§ Exercise objective
What follows is a set of entries; retype all of them exactly.

Data items
________________________
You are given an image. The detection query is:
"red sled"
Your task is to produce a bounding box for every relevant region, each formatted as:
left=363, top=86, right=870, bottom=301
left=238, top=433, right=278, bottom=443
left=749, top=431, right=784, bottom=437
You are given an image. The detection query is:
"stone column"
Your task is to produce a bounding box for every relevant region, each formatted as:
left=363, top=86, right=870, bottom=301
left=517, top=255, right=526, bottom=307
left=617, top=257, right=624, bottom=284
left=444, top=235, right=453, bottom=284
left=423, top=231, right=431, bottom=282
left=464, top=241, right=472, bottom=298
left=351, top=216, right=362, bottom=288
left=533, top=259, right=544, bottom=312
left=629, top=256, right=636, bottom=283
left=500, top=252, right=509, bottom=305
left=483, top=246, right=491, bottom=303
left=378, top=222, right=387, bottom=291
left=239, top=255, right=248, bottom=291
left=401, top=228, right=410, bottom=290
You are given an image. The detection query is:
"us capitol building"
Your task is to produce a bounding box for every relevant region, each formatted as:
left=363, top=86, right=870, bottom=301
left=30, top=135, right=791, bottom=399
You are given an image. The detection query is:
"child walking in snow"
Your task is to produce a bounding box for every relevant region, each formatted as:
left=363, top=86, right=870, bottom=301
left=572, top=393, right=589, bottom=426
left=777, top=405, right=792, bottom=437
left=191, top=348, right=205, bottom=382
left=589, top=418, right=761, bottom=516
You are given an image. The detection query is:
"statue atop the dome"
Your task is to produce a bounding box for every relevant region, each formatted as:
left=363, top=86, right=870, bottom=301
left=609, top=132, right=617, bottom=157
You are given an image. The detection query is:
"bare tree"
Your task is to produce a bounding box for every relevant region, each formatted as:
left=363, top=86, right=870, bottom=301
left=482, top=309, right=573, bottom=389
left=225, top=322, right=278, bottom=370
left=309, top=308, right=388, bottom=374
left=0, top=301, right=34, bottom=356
________________________
§ Task result
You are given an image. The detection query is:
"red sled"
Your task is to produce a bounding box for every relevant region, each formatted as:
left=363, top=86, right=870, bottom=301
left=238, top=433, right=278, bottom=443
left=749, top=431, right=784, bottom=437
You are given an image. The detection query is:
"stone column"
Your task is to produce a bounding box for every relevant region, each formatted as:
left=363, top=86, right=870, bottom=301
left=517, top=255, right=526, bottom=307
left=617, top=257, right=624, bottom=284
left=444, top=235, right=453, bottom=284
left=423, top=231, right=431, bottom=282
left=464, top=241, right=472, bottom=298
left=351, top=216, right=362, bottom=288
left=533, top=259, right=544, bottom=312
left=629, top=256, right=636, bottom=283
left=500, top=252, right=509, bottom=305
left=483, top=246, right=491, bottom=303
left=378, top=222, right=387, bottom=291
left=239, top=255, right=248, bottom=291
left=401, top=228, right=410, bottom=290
You are given an image. The detection query is:
"us capitol building"
Your task is to produce a bounding box for every relevant region, each formatted as:
left=363, top=86, right=870, bottom=301
left=30, top=135, right=791, bottom=399
You are given an image. The detection query is:
"child walking in snow"
Your task is to produce a bounding box for every relevant region, each formatted as:
left=363, top=86, right=870, bottom=301
left=572, top=393, right=589, bottom=426
left=777, top=405, right=792, bottom=437
left=191, top=348, right=205, bottom=382
left=589, top=418, right=761, bottom=516
You are given an image. The detection query is:
"statue atop the dome"
Your task is to produce a bounding box for every relevant region, each formatted as:
left=363, top=86, right=870, bottom=301
left=609, top=132, right=617, bottom=157
You are given an image. The detection query is:
"bare tree"
Your task is to produce a bounding box for every relevant region, each formatted as:
left=363, top=86, right=870, bottom=301
left=482, top=309, right=573, bottom=389
left=225, top=322, right=278, bottom=370
left=309, top=308, right=388, bottom=374
left=0, top=301, right=34, bottom=356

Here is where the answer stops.